- [Extrait du document]:
Les clients de VMware venus assister au salon VMworld 2010, ont finalement pu voir de près la plate-forme de virtualisation Hyper-V de Microsoft. Comparée avec la solution du leader, ils estiment que la technologie de l'éditeur de Redmond manque un peu d'ampleur et qu'il leur serait difficile de reprendre tout à zéro après avoir investi massivement dans la solution de VMware. Cet investissement implique non seulement de l'argent, mais aussi le temps et les formations qu'il leur a fallu pour améliorer leurs connaissances du système de virtualisation sur x86 le plus répandu au monde. "En quelque sorte, c'est comme si nous dirigions une boutique VMware. Nous tenons à l'expérience que nous possédons dans ce domaine, à ce que nous savons faire le mieux," a, par exemple, déclaré Chris Bennett, administrateur VMware ESX pour le cabinet d'avocats londoniens Linklaters. Le cabinet, qui a virtualisé 80% de ses serveurs avec VMware, avait récemment envisagé d'adopter la technologie Hyper-V - l'utilisation de l'add-on gratuit pour Windows Server, aurait notamment permis d'économiser un peu d'argent - pour virtualiser les serveurs de ses petites succursales à travers le monde. Mais Linklaters est finalement resté fidèle à VMware afin d'éviter des complications de gestion informatique. Ainsi, le cabinet peut utiliser les mêmes modèles de machine virtuelle dans ses antennes régionales que celles de son datacenter principal. "C'est essentiellement la connaissance que nous possédions de VMware en interne qui a motivé notre choix de ne pas nous orienter vers Hyper-V," a déclaré Chris Bennett. "Mise à part la connaissance que les clients ont de la technologie VMware, les accords de licence entreprise (ELA) passés sur le long terme pour l'utilisation du logiciel de virtualisation rend la transition difficile," explique Nik Gibson, consultant pour les usages bureautique chez Forsythe, un cabinet de conseil en technologie et par ailleurs ancien de VMware et de Citrix.  "VMware a fait une belle opération en liant ses clients par des accords de licence de ce type. Il est clair que, lorsque l'on a investi lourdement, on est moins tenté d'introduire un autre hyperviseur," explique-t-il. "VMware a fait un excellent travail de verrouillage qui engage de nombreux gros clients."

- [Lignes]:

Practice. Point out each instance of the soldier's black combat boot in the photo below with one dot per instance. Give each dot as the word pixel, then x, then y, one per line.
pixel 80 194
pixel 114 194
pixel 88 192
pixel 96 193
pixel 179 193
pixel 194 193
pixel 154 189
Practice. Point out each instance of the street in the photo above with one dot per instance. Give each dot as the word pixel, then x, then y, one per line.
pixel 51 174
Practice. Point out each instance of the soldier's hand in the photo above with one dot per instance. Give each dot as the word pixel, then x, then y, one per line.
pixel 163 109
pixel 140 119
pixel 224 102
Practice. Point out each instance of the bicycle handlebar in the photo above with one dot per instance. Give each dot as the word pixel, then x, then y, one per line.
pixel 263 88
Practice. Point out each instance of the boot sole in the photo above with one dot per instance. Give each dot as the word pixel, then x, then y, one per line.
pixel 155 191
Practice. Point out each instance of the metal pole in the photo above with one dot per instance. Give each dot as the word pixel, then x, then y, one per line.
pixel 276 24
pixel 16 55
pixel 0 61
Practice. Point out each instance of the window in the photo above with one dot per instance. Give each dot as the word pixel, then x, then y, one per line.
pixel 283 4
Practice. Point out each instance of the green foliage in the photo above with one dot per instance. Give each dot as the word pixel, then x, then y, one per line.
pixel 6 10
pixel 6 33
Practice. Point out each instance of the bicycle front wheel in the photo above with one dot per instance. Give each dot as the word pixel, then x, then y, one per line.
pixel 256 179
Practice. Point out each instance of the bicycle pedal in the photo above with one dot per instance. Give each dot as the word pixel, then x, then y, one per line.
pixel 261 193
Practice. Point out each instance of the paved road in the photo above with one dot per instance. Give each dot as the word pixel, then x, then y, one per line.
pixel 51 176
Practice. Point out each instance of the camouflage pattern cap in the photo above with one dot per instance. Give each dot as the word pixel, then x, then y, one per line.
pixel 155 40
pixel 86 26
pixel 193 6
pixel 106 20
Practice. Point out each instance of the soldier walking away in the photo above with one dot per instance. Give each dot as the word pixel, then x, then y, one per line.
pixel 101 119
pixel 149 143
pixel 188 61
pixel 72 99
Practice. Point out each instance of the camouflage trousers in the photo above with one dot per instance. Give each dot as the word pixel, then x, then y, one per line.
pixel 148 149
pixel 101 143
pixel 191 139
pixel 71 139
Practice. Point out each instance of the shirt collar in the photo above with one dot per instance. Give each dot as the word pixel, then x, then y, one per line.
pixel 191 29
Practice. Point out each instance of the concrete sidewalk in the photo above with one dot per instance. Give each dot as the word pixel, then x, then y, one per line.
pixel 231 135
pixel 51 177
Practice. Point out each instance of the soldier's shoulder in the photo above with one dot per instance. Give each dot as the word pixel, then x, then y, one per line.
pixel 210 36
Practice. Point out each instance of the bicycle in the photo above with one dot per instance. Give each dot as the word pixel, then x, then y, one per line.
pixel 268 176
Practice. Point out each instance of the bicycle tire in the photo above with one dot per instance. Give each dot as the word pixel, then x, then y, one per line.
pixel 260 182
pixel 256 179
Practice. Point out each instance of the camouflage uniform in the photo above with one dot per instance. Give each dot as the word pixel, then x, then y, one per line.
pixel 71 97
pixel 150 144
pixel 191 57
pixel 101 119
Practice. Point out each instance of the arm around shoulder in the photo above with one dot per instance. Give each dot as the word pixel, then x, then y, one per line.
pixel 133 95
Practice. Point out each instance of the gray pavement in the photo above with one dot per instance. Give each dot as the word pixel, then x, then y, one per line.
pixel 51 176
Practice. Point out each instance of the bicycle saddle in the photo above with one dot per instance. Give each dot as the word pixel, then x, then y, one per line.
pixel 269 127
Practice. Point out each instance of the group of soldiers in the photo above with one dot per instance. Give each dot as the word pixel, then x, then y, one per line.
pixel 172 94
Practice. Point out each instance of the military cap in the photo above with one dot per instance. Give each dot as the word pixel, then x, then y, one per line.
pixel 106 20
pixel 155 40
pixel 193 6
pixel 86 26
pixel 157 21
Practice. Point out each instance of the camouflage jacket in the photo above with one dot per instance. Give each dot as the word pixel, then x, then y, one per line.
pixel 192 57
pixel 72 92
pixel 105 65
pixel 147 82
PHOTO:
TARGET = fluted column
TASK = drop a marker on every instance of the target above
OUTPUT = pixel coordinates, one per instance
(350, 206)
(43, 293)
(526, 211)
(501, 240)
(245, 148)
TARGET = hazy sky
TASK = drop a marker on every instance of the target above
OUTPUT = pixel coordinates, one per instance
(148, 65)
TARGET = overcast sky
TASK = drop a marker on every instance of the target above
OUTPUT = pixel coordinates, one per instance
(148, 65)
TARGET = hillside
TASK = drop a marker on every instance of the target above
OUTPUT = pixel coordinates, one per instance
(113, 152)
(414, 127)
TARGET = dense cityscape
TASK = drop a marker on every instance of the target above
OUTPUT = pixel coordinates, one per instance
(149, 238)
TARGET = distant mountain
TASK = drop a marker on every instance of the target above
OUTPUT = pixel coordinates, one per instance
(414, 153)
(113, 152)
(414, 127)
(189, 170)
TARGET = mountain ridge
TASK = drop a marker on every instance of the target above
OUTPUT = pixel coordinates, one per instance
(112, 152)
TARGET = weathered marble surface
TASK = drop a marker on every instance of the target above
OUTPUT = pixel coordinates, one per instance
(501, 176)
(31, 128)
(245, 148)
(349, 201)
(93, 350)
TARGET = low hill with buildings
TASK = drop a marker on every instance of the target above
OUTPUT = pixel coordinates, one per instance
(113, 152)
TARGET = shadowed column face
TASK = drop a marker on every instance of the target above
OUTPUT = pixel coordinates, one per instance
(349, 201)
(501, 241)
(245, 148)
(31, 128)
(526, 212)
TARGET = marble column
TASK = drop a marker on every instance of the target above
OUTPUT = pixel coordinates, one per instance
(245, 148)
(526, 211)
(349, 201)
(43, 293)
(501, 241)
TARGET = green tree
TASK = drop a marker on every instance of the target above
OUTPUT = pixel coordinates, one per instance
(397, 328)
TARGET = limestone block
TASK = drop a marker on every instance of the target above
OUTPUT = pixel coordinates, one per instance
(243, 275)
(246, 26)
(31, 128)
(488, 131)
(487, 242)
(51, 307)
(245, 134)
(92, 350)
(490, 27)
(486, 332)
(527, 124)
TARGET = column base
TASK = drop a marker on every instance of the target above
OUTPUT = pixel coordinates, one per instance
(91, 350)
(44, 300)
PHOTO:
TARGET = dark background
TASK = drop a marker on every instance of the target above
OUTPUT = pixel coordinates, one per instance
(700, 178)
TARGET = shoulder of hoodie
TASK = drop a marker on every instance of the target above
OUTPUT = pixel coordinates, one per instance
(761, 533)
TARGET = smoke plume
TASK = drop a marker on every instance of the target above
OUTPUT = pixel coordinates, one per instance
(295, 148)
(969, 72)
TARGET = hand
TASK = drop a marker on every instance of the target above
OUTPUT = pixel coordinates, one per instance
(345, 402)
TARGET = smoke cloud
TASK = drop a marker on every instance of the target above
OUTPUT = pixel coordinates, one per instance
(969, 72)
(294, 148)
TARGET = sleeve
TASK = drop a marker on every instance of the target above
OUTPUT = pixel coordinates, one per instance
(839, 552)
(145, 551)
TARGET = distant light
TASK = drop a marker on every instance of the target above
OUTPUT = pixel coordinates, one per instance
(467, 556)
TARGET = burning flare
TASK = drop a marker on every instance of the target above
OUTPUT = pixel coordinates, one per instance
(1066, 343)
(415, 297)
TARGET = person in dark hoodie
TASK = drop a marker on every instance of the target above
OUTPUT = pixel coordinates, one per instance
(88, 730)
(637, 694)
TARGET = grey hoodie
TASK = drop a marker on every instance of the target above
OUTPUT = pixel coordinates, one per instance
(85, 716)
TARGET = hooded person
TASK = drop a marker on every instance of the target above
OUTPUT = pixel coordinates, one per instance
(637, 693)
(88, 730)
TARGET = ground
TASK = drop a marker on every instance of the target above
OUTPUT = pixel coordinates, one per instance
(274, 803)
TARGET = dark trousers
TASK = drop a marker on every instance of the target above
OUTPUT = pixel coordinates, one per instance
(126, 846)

- [Énoncé du problème 1]: Selon le texte sur VMware et Hyper-V, quelle proportion de ses serveurs le cabinet Linklaters a-t-il virtualisée avec VMware ?
- [Énoncé du problème 2]: Écrivez la suite du texte sur VMware et Hyper-V.
Les lignes forment un matériau distinct du texte sur VMware et Hyper-V.

- [Résultat obtenu 1]: 80 % de ses serveurs.

- [Résultat obtenu 2]:
Hyper-V, un bon produit pour le test

Pour Chris Bennett, Hyper-V est un bon produit dans l'ensemble et certains membres de son équipe l'utilisent même de manière informelle, notamment pour le test et le développement. Le seul problème majeur tient, selon lui, à la manière dont le logiciel de virtualisation de Microsoft organise le stockage, qui, estime-t-il, est plus compliquée et plus difficile à gérer qu'avec VMware. Josh Gray, ingénieur système à la banque Aurora de Denver, qui a installé VMware pour le déploiement de ses serveurs virtualisés, fait la même remarque: «Je me suis brièvement amusé avec Hyper-V lors d'une session Microsoft, et je me suis rendu compte qu'il fallait plus d'étapes pour connecter des unités de stockage à des machines virtuelles dans Hyper-V que dans VMware." Du coup, il juge le processus de gestion un peu plus compliqué. "Microsoft a un long chemin à parcourir dans la virtualisation, un peu comme pour leurs téléphones mobiles", a-t-il estimé. "Il faudra vraiment qu'il apporte quelque chose de plus révolutionnaire pour prendre des parts de marché."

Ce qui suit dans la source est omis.